▶ **EXERCISE GOAL**
Write out each line of the entries exactly, starting at the first and finishing with the line that contains "Target = wooden shingle roof".

▶ **EXTRACTED MATERIAL**
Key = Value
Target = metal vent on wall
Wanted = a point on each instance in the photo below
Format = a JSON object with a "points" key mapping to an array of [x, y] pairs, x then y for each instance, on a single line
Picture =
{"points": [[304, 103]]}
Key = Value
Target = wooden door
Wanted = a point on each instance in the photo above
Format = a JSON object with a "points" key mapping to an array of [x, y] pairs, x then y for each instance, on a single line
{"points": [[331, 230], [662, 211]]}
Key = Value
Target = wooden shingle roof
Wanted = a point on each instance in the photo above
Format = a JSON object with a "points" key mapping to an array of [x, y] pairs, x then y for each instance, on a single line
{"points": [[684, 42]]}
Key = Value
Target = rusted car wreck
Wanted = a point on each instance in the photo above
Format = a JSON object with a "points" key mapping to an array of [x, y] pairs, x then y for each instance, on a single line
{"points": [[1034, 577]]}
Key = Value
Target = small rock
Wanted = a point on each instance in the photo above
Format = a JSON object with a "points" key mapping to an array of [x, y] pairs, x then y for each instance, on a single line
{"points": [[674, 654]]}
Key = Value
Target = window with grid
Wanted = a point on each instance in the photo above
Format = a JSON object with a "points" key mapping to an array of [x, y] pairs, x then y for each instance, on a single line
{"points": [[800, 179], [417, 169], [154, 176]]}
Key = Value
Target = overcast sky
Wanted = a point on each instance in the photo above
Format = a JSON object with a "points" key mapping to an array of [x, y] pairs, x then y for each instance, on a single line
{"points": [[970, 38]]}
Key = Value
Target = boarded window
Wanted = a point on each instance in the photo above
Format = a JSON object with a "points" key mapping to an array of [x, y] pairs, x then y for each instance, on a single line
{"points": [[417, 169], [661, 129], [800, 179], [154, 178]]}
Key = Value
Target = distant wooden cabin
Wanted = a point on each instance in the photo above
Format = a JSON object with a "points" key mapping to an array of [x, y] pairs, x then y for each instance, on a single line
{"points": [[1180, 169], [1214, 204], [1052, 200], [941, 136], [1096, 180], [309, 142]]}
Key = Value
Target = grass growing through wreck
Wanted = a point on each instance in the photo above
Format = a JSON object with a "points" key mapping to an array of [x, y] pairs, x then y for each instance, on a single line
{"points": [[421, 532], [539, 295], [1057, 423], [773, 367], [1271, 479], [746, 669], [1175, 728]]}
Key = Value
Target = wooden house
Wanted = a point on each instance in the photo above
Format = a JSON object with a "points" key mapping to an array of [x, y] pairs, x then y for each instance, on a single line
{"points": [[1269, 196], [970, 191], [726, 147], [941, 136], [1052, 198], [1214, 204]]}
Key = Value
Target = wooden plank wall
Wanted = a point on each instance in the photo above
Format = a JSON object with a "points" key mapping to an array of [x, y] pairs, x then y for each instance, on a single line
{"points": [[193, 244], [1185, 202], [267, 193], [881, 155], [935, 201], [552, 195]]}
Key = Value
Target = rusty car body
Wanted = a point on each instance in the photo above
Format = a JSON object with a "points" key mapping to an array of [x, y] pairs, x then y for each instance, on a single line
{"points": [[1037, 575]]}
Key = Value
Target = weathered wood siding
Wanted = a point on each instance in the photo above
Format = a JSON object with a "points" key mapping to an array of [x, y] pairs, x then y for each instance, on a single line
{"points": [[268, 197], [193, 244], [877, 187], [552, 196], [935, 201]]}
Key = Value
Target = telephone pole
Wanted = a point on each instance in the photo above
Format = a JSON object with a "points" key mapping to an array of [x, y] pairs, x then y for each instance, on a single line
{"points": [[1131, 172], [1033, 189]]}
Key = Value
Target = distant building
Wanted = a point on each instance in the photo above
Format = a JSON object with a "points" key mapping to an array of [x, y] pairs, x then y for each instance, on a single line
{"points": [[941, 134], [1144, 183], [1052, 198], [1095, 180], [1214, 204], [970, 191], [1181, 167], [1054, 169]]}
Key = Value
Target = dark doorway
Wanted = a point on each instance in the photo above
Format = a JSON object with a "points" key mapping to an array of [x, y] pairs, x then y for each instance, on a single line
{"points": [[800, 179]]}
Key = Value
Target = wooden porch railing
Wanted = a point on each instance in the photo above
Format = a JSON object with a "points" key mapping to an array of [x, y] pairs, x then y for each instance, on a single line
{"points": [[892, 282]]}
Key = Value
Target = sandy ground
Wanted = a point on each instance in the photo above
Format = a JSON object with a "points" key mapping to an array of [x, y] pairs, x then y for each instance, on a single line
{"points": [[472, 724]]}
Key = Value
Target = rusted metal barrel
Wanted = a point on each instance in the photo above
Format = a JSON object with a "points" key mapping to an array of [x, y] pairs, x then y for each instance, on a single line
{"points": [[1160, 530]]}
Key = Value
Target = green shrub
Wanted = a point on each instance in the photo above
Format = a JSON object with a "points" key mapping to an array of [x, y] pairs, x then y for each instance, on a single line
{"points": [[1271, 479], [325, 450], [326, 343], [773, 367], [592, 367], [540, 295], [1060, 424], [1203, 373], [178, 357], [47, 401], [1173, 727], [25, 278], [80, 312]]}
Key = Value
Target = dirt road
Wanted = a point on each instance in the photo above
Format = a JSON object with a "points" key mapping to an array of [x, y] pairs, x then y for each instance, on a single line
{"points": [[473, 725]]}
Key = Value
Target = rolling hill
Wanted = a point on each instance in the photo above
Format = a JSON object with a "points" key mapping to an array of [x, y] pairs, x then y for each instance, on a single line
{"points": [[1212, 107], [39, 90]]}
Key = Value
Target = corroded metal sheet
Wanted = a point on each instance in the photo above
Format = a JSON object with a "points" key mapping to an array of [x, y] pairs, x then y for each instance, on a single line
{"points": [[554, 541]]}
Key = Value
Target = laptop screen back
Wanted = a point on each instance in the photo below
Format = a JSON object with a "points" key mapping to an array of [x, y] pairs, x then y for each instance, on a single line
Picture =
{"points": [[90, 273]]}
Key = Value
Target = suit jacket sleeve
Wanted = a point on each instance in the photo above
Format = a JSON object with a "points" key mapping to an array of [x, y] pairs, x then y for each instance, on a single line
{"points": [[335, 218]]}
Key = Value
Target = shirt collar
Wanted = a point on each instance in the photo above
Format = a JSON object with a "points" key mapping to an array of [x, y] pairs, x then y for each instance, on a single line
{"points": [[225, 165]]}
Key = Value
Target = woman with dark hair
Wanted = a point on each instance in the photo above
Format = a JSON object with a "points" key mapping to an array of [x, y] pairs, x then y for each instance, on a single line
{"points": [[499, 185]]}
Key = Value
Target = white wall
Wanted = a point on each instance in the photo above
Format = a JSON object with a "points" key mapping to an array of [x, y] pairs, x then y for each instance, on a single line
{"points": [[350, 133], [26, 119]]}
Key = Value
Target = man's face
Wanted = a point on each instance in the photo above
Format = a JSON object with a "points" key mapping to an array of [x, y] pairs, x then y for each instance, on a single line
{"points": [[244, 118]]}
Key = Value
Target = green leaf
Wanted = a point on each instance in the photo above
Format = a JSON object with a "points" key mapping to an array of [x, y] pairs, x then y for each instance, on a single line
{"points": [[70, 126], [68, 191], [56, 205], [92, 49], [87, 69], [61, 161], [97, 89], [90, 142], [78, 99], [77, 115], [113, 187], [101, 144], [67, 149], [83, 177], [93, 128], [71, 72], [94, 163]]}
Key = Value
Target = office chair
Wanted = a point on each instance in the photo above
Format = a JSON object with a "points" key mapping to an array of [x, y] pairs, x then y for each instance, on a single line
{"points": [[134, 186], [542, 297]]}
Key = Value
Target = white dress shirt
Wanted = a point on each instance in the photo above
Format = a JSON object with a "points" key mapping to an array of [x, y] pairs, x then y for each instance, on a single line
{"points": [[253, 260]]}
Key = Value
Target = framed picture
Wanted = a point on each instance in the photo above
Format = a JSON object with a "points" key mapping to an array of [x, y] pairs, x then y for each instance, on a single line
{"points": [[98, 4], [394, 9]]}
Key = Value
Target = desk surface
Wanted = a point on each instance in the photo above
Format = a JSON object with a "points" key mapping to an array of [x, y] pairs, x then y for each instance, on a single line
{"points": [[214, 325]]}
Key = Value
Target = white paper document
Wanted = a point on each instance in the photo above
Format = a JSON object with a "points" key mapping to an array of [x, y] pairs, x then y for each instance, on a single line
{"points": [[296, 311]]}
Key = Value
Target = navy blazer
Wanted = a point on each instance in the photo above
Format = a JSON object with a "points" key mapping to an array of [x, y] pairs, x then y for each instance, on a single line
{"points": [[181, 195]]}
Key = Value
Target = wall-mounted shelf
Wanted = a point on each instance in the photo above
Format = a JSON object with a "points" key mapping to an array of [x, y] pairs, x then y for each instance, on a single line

▶ **PROBLEM SOLUTION**
Key = Value
Target = metal vent on wall
Wanted = a point on each instance in the photo below
Format = a JSON object with a "points" key mapping to an array of [x, y] pairs, x then y for each instance, on a single line
Picture =
{"points": [[304, 103]]}
Key = Value
Target = wooden door
Wanted = a point on each instance in the photo above
Format = a JSON object with a "points" key mapping to an array of [x, y] pairs, x then y for each instance, on a single line
{"points": [[331, 230], [662, 211]]}
Key = Value
Target = wooden shingle roof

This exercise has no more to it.